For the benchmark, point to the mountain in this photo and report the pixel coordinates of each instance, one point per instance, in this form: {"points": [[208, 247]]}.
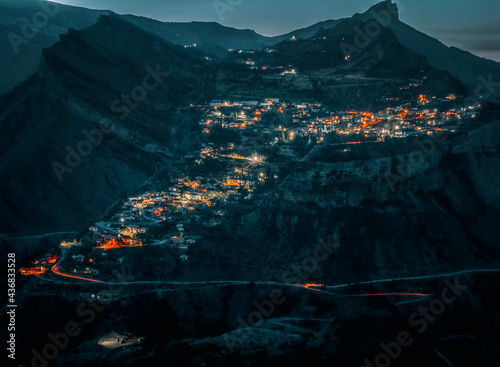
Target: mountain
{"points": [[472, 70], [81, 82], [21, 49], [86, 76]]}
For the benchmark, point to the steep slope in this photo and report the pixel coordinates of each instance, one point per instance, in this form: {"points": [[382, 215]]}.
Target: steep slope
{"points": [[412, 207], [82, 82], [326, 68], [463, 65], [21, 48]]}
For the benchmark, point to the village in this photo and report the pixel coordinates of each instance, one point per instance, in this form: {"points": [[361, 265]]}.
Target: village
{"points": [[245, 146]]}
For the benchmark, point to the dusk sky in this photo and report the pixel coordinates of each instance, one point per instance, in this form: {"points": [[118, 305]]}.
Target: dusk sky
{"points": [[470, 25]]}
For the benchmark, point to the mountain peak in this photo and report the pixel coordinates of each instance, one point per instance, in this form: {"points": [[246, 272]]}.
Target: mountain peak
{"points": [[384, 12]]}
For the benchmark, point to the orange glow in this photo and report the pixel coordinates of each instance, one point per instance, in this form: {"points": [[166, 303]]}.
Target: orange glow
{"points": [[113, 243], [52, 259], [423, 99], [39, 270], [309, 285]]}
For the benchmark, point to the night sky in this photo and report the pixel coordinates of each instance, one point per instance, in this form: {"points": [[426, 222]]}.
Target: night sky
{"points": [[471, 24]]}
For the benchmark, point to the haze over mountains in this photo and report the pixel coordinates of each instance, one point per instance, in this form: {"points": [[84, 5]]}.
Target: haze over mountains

□ □ □ □ □ □ □

● Tugas Anda: Salin ulang seluruh materi di atas dengan mengganti "benchmark" menjadi "evaluation" di setiap kemunculannya, tanpa mengubah bagian lain. Gambar tidak perlu disertakan dalam jawaban.

● Hasil Akhir:
For the evaluation, point to the mountain in this photo and report the pixel coordinates of each instance, one point per instance, in this form: {"points": [[208, 247]]}.
Target: mountain
{"points": [[472, 70], [81, 82], [21, 49], [86, 76]]}
For the evaluation, point to the steep slope in this photo and report the pixel coordinates of each instance, one point per instance, in this form: {"points": [[382, 215]]}.
Target: steep slope
{"points": [[412, 207], [82, 82], [326, 68], [463, 65], [21, 48]]}
For the evaluation, point to the village in this photo and report the pixel coordinates of each instance, one point per instance, in this form: {"points": [[361, 265]]}.
Target: village
{"points": [[245, 146]]}
For the evaluation, point to the dusk sky in this photo and report the pixel coordinates of each instance, one point per instance, in this form: {"points": [[118, 305]]}.
Target: dusk sky
{"points": [[470, 25]]}
For the evaluation, point to the mountain peak in this photo and report the pixel coordinates of each instance, one point per instance, in this form: {"points": [[246, 272]]}.
Target: mountain peak
{"points": [[384, 12]]}
For the evaluation, point to the orange glow in this photo and report the pixel coordinates of each instance, one point per instance, in this form: {"points": [[166, 303]]}.
Target: orange glow
{"points": [[113, 243], [52, 259], [423, 99], [39, 270], [309, 285]]}
For the evaluation, point to the night sky in this photo and report the pixel coordinates of each instance, one point per instance, in this form: {"points": [[426, 222]]}.
Target: night sky
{"points": [[471, 24]]}
For the evaluation, point to the haze over mountains in this photo and report the pixel coordinates of each instance, one point per instance, in this form: {"points": [[84, 5]]}.
Target: haze over mountains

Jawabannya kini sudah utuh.